§ Material provided

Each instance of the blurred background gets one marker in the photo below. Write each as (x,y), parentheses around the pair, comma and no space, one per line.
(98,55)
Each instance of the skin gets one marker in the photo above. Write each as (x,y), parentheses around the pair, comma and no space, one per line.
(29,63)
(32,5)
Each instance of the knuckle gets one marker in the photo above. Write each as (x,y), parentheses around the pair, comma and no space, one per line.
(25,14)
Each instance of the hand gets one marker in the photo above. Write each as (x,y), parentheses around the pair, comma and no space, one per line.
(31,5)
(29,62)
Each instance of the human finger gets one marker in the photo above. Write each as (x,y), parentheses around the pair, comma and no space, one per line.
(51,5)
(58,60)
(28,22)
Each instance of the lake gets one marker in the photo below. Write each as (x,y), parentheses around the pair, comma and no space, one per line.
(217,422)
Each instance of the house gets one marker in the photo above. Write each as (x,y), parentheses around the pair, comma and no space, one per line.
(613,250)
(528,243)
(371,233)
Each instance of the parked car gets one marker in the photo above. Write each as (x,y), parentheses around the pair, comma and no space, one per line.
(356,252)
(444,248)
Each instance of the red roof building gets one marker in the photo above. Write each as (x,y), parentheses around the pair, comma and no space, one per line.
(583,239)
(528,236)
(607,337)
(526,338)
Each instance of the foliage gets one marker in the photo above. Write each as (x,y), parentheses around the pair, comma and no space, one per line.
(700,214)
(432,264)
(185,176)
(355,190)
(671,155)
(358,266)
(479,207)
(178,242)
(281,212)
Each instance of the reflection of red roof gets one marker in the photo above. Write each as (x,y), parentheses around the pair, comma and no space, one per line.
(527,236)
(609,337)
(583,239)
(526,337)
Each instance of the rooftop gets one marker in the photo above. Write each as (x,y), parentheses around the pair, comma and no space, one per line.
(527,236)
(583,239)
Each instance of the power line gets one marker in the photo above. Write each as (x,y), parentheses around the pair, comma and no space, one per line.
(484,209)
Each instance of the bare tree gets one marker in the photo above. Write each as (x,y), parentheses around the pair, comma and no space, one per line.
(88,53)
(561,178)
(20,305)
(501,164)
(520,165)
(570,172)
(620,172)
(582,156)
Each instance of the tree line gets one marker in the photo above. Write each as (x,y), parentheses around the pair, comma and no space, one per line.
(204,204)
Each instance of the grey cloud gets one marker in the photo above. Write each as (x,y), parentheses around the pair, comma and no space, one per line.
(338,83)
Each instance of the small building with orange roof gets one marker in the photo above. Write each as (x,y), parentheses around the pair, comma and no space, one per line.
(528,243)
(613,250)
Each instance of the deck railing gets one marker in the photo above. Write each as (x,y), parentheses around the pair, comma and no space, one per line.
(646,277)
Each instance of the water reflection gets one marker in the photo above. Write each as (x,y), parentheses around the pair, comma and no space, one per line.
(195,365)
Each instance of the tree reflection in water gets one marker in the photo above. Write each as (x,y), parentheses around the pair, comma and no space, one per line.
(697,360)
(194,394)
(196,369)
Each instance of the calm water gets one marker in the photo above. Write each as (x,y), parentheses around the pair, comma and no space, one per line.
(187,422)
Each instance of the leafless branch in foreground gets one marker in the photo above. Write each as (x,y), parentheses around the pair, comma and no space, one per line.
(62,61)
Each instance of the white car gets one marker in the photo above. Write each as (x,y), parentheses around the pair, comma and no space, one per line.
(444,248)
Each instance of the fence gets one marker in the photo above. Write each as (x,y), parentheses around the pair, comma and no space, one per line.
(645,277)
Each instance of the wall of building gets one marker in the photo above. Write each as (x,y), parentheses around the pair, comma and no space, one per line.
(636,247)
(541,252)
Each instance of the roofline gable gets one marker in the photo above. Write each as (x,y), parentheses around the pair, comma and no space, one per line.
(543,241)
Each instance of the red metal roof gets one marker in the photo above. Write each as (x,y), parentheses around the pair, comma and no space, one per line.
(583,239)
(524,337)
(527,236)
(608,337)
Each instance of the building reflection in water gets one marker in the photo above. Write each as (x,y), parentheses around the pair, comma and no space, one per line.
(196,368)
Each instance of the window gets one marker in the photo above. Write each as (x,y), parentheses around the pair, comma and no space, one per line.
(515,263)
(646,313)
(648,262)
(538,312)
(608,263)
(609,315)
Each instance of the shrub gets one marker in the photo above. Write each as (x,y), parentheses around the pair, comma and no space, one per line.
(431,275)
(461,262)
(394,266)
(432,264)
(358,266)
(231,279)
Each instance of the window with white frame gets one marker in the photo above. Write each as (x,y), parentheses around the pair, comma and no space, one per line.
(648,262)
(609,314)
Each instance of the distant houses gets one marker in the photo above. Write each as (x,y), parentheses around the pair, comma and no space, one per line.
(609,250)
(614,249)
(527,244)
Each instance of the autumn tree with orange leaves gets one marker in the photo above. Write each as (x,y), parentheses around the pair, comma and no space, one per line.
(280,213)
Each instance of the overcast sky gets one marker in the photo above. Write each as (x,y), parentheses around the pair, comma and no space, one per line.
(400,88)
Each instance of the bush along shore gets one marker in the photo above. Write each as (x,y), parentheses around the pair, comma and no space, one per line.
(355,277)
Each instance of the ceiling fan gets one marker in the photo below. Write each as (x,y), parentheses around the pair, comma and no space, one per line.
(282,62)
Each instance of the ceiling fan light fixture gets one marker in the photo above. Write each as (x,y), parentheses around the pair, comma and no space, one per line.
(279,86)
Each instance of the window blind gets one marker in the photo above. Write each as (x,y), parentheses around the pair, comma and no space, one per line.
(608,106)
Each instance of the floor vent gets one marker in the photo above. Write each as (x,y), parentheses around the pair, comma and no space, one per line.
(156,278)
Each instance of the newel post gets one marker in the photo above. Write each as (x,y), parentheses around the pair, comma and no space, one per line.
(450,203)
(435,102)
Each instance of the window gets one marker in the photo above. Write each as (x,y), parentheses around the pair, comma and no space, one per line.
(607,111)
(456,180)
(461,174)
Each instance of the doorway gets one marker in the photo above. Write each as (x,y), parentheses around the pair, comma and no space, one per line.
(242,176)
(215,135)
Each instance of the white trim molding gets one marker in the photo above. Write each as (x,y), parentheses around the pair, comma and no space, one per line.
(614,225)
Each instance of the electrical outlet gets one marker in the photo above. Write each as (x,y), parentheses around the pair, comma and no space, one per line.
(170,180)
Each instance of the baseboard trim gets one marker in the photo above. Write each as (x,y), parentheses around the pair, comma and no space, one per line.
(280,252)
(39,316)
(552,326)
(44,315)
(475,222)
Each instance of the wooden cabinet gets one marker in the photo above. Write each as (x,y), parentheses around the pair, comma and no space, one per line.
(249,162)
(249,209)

§ Task directions
Write out all of the records above again, swapping every occurrence of "one marker" for "a single point" and leaving everything else the same.

§ Solution for this task
Each instance of the blurred background gets a single point in the photo below. Write each as (x,y), parentheses around the pair, comma and no space, one per line.
(98,55)
Each instance of the skin gets a single point in the photo above. Write each as (x,y), parentheses around the pair, comma and no space, one per line.
(29,63)
(32,5)
Each instance of the knuckle gets a single point in the photo above. Write each as (x,y), parentheses around the pair, comma and no space, one per line.
(25,14)
Each instance of the hand gets a single point in the photo above. Write each as (x,y), parentheses around the pair, comma and no space, one per line.
(31,5)
(29,62)
Each instance of the human finger gets a single point in the photo above. Write each as (x,y), parentheses around the pair, comma and no space, one per line.
(51,5)
(58,60)
(28,22)
Each instance of the lake gets a single point in the photo below. Write each as (x,y), parentheses around the pair, comma and no space, one per line.
(217,422)
Each instance of the house gets a single point in the photo above. Write each as (x,y), parentheses around the pair, comma and no space, one per line.
(613,250)
(528,243)
(371,233)
Each instance of the parked car gets a single point in the photo above. Write each as (x,y), parentheses around the pair, comma and no space, one per line.
(356,252)
(444,248)
Each instance of the red roof building gets a single point in the photo above. Write each as (x,y), parentheses around the pair, comma and no space, one per line.
(583,239)
(528,236)
(607,337)
(526,338)
Each instance of the foliage gets a single point in the photo above. Write each as (x,y), parentheses around the pair, comma and no space, one per line.
(700,214)
(432,264)
(185,176)
(355,190)
(671,155)
(358,266)
(479,207)
(178,242)
(281,212)
Each instance of the reflection of red roof gets a single point in the photo above. Write each as (x,y), parentheses around the pair, comma and no space, one per line.
(527,236)
(609,337)
(583,239)
(526,337)
Each instance of the rooftop gets a single point in the photo above. Write each as (x,y), parentheses around the pair, comma and no space, one per line.
(527,236)
(583,239)
Each instance of the power line gets a single point in the photo above. Write each as (x,y), parentheses around the pair, comma and no space, one per line.
(484,209)
Each instance of the bare tree gets a single point in the photo above. Write each as (x,y), parentheses around the pair, comma and no space, one per line.
(88,53)
(561,178)
(20,305)
(501,164)
(520,165)
(570,172)
(620,172)
(582,156)
Each instance of the tree line gets a single point in the photo above. Write each as (x,y), parentheses around the pair, comma and no space, one per line.
(204,204)
Each instance of the grey cloud gets a single point in the photo above. Write each as (x,y), parentheses around the pair, comma and no space, one per line.
(338,83)
Each instance of the small building with orange roof gets a single point in the photo above. Write each as (x,y), parentheses around the pair, comma and no space, one per line.
(528,243)
(613,250)
Each instance of the deck railing gets a single point in the photo above. Write each as (x,y), parentheses around the pair, comma and no space, one per line.
(646,277)
Each instance of the water reflection gets a single point in the photo above. Write each as (x,y), parentheses around the pair, comma and no space, one per line.
(195,365)
Each instance of the tree reflection in water gets a single point in the photo above. Write each as (x,y), parentheses around the pair, comma and no space, one per line.
(697,360)
(194,394)
(196,369)
Each instance of the calm water gets a single point in the photo above. Write each as (x,y), parentheses around the pair, comma and no space, one per line.
(187,422)
Each instance of the leafless branch in foreground gets a single point in the photo above. Write each as (x,y), parentheses around the pair, comma and no space, one per line.
(62,61)
Each instance of the white car gets a single point in the photo above. Write each as (x,y), parentheses around the pair, comma and no space, one per line.
(444,248)
Each instance of the fence gets a single point in the photo above. Write each as (x,y), parentheses around the pair, comma and no space, one per line.
(645,277)
Each instance of the wall of building gets a single point in the photo above. Write each as (x,y), parentheses around the pair, comma and no space, one per line.
(636,247)
(541,252)
Each instance of the roofline gable gets a single point in the photo above. Write each as (x,y), parentheses around the pair, comma and no space, one per line.
(543,241)
Each instance of the red metal roof gets a single point in the photo above. Write each as (x,y), parentheses around the pair, comma and no space, one per line.
(583,239)
(524,337)
(527,236)
(608,337)
Each instance of the building reflection in water gets a single point in the photo above. Write each as (x,y), parentheses around the pair, comma and no space, one per line.
(196,368)
Each instance of the window gets a single point in the photo above. Write each as (x,y), parentheses around the pair, comma and no space, one per line.
(515,263)
(646,313)
(648,262)
(538,312)
(608,263)
(609,315)
Each instance of the shrub gets a single point in the photo above. Write each as (x,y), parentheses around the pair, comma and no space, one per line.
(431,275)
(461,262)
(394,266)
(432,264)
(358,266)
(231,279)
Each instance of the window with white frame gets a single point in the photo above. Write each as (x,y), parentheses around the pair, comma and no space, one per line.
(648,262)
(609,314)
Each instance of the distant houses gets a single point in the photo above. Write each as (x,y), parentheses around the pair, comma and no space, one per line.
(609,250)
(614,249)
(527,244)
Each instance of the autumn tree with orange leaves gets a single point in the photo above. Write each as (x,y), parentheses around the pair, comma and no space, one per line.
(280,213)
Each instance of the overcast sky gets a single point in the photo above. Write each as (x,y), parentheses around the pair, comma and no space, one per line.
(400,88)
Each instance of the bush along shore gets a single point in the photo above. Write each as (x,y), parentheses around the pair, comma and no space, one per line.
(355,277)
Each instance of the ceiling fan gets a single point in the photo below. Write each as (x,y), parentheses around the pair, comma and no space, one per line.
(282,62)
Each instance of the ceiling fan light fixture gets a single point in the photo above. Write each as (x,y), parentheses around the pair, comma and no space, one per line.
(279,86)
Each instance of the window blind gets a single point in the photo above. Write each as (x,y), parentheses around the pair, comma and no space, one per line.
(608,106)
Each instance of the floor vent gets a single point in the photo above. Write each as (x,y), parentheses around the pair, comma and no space, one per line.
(156,278)
Each instance of the newel post gets a single point in the photo above. Write each as (x,y), parentheses around the pair, comma and no space, one per line.
(450,203)
(435,102)
Each instance of the window gets a single point in the photo above. Write each as (x,y), parentheses around the pair, comma and no space, one per line.
(607,111)
(456,180)
(461,174)
Each instance of the doorway gets a single point in the photo above. Write each as (x,y), parentheses around the pair, comma and no space, one per line.
(242,176)
(215,135)
Each instance of the white trim molding gets a single point in the photo above. Write each as (x,y), parentheses around the pair, comma and no space, one per line.
(614,225)
Each instance of the electrical outlet gets a single point in the photo above. Write each as (x,y), parentheses around the pair, comma and no space, one per line.
(170,180)
Each instance of the baseboard trim gets a single point in the photo above. Write each as (x,y), parentheses around the pair, comma and no space, one per line.
(280,252)
(39,316)
(552,326)
(44,315)
(475,222)
Each instance of the wooden cabinet gets a single point in the photo above. Write each as (x,y), parentheses around the pair, comma and no space, one per line.
(249,162)
(249,209)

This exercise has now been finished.